§ Tarefas:
1) No texto sobre as compras de Ionara, qual feijão ela passou a levar no lugar do tipo tradicional?
2) Escreva a continuação do texto sobre as compras de Ionara, começando logo depois da última frase.

§ Texto da página:

+-------+

Como a renda não é suficiente para alimentar a família o mês inteiro, ela confia em doações de cestas básicas para completar a despensa. No bairro, esse circuito é intermediado pelo Instituto Josefina Bakhita, ligado à ONG Ação da Cidadania, sediada no Rio de Janeiro.
É por isso que ali, diante das gôndolas, os “dribles” de Ionara têm que ser certeiros. Um deles é no feijão que, ao invés do tipo tradicional (R$ 7 por quilo), agora ela substitui pelo fradinho, quase pela metade do preço. “E eu vou adicionando água toda vez que requento a panela. Vai rendendo mais”. Depois, diante das farinhas de trigo, ela corre para pegar um pacote, explicando que, com ele, dá para “inventar” um tipo de “bolinho de chuva” que sempre ajuda a matar a fome.
Outro “drible” é sobre o café que, vendido por R$ 32 em uma embalagem de 500 gramas, é trocado há alguns meses por uma caixinha de chá – dessa vez, de capim-santo, mas podia ser de camomila, diz Ionara. Mudar o sabor é um jeito de burlar o desejo. “Estamos aprendendo a depender menos de cafeína”, sorri, encabulada. Alguns minutos depois, quando ela retorna involuntariamente ao corredor do produto, revela à DW outra estratégia recente. “A gente reveza lá em casa: cada dia um de nós toma café. Daí o pacote dura mais.”

+-------+

§ Dados:

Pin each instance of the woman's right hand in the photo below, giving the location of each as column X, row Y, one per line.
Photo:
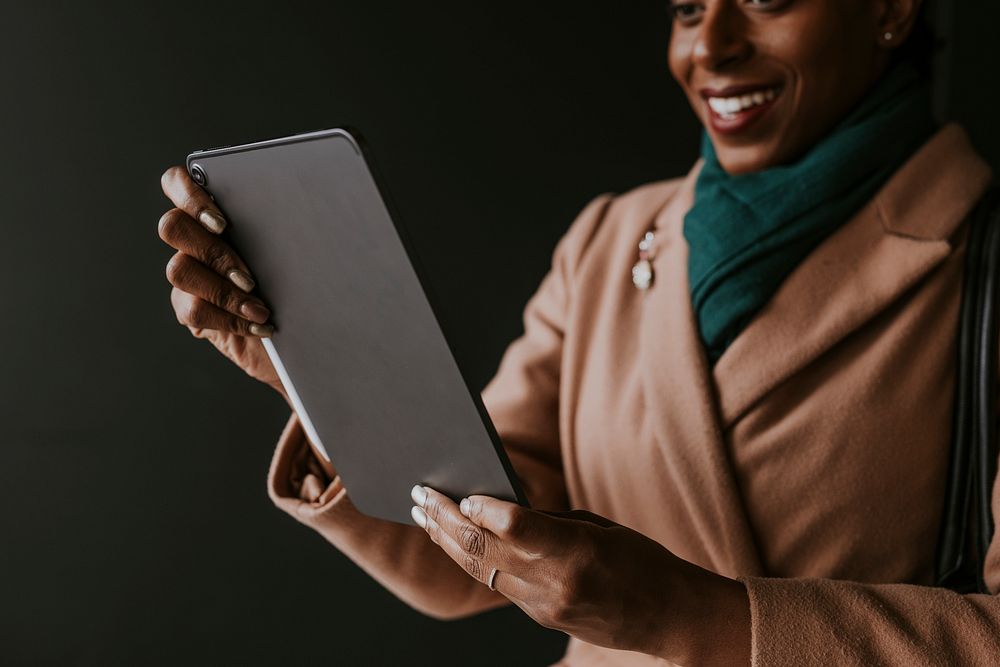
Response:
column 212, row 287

+-------+

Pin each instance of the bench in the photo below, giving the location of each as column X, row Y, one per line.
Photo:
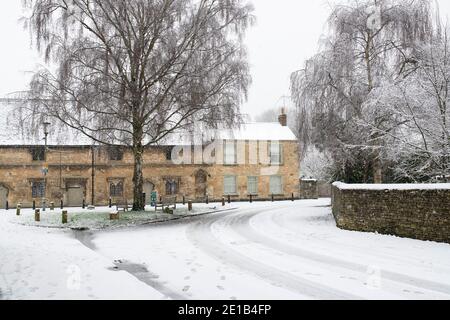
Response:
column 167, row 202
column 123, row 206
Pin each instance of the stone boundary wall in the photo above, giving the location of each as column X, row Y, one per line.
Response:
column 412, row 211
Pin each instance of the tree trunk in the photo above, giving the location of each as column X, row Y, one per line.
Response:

+-------+

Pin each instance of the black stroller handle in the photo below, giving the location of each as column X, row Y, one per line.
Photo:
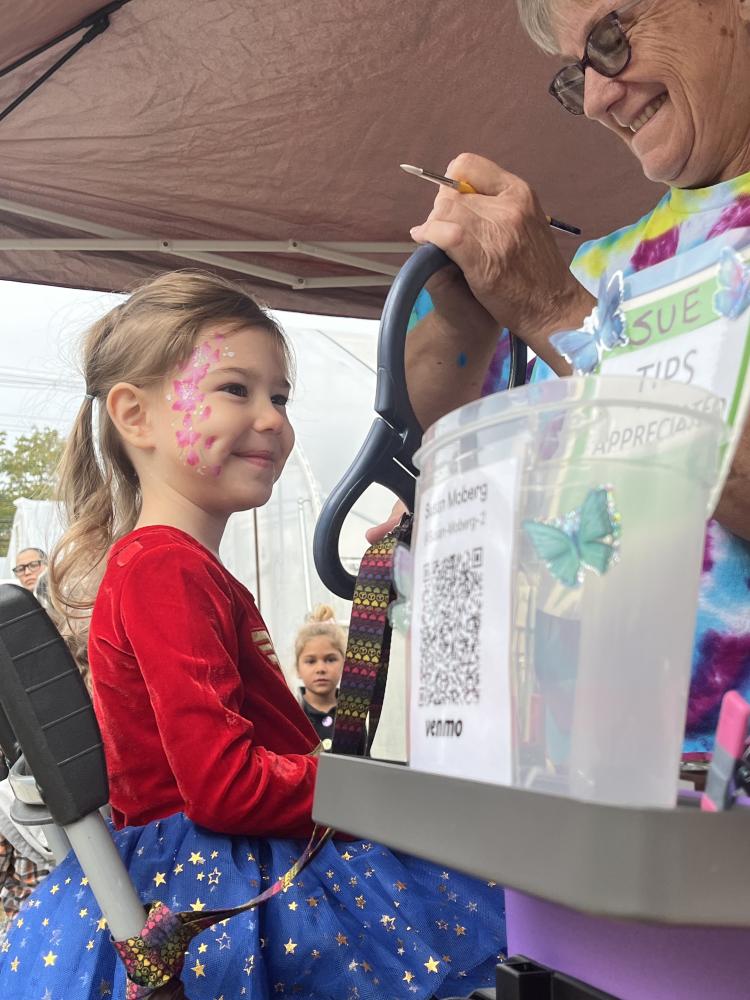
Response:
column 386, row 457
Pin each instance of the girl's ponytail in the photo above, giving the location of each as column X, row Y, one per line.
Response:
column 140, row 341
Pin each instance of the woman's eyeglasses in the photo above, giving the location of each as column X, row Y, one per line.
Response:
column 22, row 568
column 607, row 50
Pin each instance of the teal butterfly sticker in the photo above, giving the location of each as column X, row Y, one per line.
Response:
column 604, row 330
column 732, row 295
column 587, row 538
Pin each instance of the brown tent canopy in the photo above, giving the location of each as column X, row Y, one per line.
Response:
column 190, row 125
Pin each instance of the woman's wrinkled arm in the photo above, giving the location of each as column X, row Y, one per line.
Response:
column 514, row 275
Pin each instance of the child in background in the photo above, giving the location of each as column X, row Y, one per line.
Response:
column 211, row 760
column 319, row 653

+-------+

§ Respostas em ordem:
1) O feijão fradinho, que custa quase a metade do preço.

2)
Já alguns itens que faziam parte da compra doméstica – ultraprocessados, como bolachas e salgadinhos, mas também laticínios, como iogurtes e queijos – foram sumariamente tirados da lista. “Se não sobra dinheiro nem para comprar fruta na feira, como vou comprar essas coisas?”, questiona.
Carcaça de frango e suã de porco
A advogada Léa Vidigal, que acabou de lançar o livro Direito Econômico e Soberania Alimentar, lembra como, em meio à alta no preço dos alimentos, o risco de que famílias mais pobres tenham um acesso precário às proteínas se intensifica, “o que é grave, porque a falta delas tem uma série de prejuízos à formação das crianças, por exemplo”, observa. “A desigualdade se mede muito pela qualidade dos alimentos que as pessoas das diferentes classes comem.”
Na casa de Ionara, a presença diária de carne vermelha na mesa cessou há mais ou menos seis meses, quando o preço dos bovinos disparou além do que ela podia pagar. Segundo o IBGE, essa elevação foi de mais de 20% só em 2024. Hoje, entre dois e três dias da semana, ela e os filhos comem apenas arroz e feijão, sem nada mais.
“Eles não gostam de salsicha”, lamenta, contando que, com o ovo mais caro, ela perdeu um dos substitutos comuns das classes mais baixas diante da impossibilidade de comer carne.
Mas Ionara tem outras estratégias: uma é a carcaça de frango, que não se vende no supermercado, mas é facilmente encontrada em granjas do bairro. Custa cerca de R$ 30 e pesa em torno de 4 kg. “E daí a gente inventa, né? Faz uma sopa, refoga, cozinha uma canja, e ela vai durando umas duas semanas. Às vezes até mais.”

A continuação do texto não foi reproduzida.